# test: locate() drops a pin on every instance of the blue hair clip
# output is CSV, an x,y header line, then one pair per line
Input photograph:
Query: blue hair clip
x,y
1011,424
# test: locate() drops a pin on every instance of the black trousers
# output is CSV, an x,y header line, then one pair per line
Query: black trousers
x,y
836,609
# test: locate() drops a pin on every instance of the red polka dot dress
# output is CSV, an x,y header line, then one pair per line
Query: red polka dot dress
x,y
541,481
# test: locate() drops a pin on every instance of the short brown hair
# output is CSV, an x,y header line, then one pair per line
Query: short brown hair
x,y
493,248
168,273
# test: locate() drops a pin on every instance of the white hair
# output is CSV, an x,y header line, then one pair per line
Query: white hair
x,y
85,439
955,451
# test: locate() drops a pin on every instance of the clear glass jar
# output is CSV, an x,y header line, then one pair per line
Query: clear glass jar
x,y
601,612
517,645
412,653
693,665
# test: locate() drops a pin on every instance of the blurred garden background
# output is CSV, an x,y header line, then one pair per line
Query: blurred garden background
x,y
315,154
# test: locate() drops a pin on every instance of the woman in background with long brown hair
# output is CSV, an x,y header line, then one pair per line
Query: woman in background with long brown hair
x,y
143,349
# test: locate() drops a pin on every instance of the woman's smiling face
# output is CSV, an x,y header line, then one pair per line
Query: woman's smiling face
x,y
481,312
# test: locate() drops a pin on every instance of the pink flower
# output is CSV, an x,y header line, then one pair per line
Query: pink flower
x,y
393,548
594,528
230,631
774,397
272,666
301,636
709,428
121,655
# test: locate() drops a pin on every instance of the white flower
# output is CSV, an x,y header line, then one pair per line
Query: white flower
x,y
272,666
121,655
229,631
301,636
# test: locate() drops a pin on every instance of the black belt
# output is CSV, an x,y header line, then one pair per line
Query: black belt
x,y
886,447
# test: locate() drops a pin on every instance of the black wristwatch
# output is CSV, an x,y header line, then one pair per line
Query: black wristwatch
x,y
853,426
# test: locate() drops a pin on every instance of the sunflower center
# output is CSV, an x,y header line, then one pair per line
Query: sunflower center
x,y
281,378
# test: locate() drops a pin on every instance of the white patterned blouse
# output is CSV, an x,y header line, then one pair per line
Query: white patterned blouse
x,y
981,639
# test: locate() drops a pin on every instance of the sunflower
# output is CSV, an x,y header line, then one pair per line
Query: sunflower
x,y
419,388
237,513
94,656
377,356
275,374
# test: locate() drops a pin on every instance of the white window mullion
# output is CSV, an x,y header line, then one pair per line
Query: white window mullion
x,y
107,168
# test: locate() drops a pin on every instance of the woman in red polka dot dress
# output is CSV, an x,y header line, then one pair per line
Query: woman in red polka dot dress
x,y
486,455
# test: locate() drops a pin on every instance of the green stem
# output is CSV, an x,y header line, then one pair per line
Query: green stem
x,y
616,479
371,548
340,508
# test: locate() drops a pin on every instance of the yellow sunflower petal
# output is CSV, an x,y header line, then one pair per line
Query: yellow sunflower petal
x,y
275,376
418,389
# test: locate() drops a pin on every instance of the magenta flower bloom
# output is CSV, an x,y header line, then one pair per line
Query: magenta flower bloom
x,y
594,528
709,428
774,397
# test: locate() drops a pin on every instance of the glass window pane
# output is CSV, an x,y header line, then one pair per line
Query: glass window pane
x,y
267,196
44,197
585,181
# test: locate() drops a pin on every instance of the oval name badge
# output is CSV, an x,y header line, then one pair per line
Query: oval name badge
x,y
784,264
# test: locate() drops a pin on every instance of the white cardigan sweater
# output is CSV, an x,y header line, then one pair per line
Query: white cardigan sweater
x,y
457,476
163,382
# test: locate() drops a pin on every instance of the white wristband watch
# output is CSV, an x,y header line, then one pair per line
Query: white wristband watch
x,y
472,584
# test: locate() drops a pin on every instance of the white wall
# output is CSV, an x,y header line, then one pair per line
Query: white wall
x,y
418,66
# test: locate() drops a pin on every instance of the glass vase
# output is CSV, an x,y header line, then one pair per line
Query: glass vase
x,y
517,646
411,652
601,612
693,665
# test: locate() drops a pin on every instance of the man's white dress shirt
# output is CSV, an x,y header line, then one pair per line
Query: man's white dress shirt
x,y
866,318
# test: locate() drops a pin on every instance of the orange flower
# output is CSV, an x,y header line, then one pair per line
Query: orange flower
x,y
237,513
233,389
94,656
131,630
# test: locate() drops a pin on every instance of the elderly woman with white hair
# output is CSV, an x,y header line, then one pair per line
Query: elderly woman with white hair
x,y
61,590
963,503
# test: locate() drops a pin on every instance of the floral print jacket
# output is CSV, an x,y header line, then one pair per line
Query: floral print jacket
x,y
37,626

################

### Exercise requirements
Could you reproduce, exactly, every line above from the line with "the black wristwatch" to the line with "the white wristband watch", and no other line? Both ends count.

### Output of the exercise
# test: locate() drops a pin on every instance of the black wristwatch
# output is CSV, an x,y header line, then one pair per line
Query: black wristwatch
x,y
853,426
# test: locate() drops a pin on every instance of the sunflower center
# output is CSV, an x,y header line, then one pair per line
Query: sunflower center
x,y
281,378
# test: locate() drops a pin on every instance of the white patterned blouse
# output is CSV, an x,y header line, then one pair per line
Query: white patterned blouse
x,y
981,639
# test: locate() drops a pin on every instance of the sunflower
# output is CSV, an x,y header line, then one pair per line
Query: sunflower
x,y
419,388
237,513
94,656
377,356
275,374
# test: locate() drops a pin on every instance of the white window mullion
# output is CSV, an x,y header line, then one pair per line
Query: white window mullion
x,y
107,168
# test: locate() drops a pin on every instance of the woman in red polka dot dress
# output is CSV, an x,y header line, then one pair per line
Query: woman in red polka dot dress
x,y
486,455
# test: locate() drops a pin on every instance of the green stem
# output is CSV, an x,y header line, then one pair per line
Query: green stem
x,y
616,479
371,548
340,508
# test: locate() drops a pin on every instance of the yellow sunflower petal
# output is CSV, an x,y header line, then one pair per line
Query: yellow sunflower petal
x,y
275,376
418,389
# test: locate() drops a pin on every instance of the magenta flower bloom
# output is CSV, an x,y header line, then one pair per line
Query: magenta flower bloom
x,y
594,528
709,428
774,397
# test: locate() drops a pin on every instance of the glass window pane
# output is CSV, an x,y header line, then one pair per line
Query: glass window pane
x,y
267,196
44,197
585,181
# test: locate() drops a pin on every instance of the oval name badge
# output is CSV, an x,y header line, then one pair per line
Query: oval name badge
x,y
784,264
# test: locate() drops a pin on every instance of the white cardigan sweater
# output is CSV, an x,y header line, then one pair per line
Query: white cardigan sweater
x,y
457,476
163,382
# test: locate() drops a pin on every instance of the white wristband watch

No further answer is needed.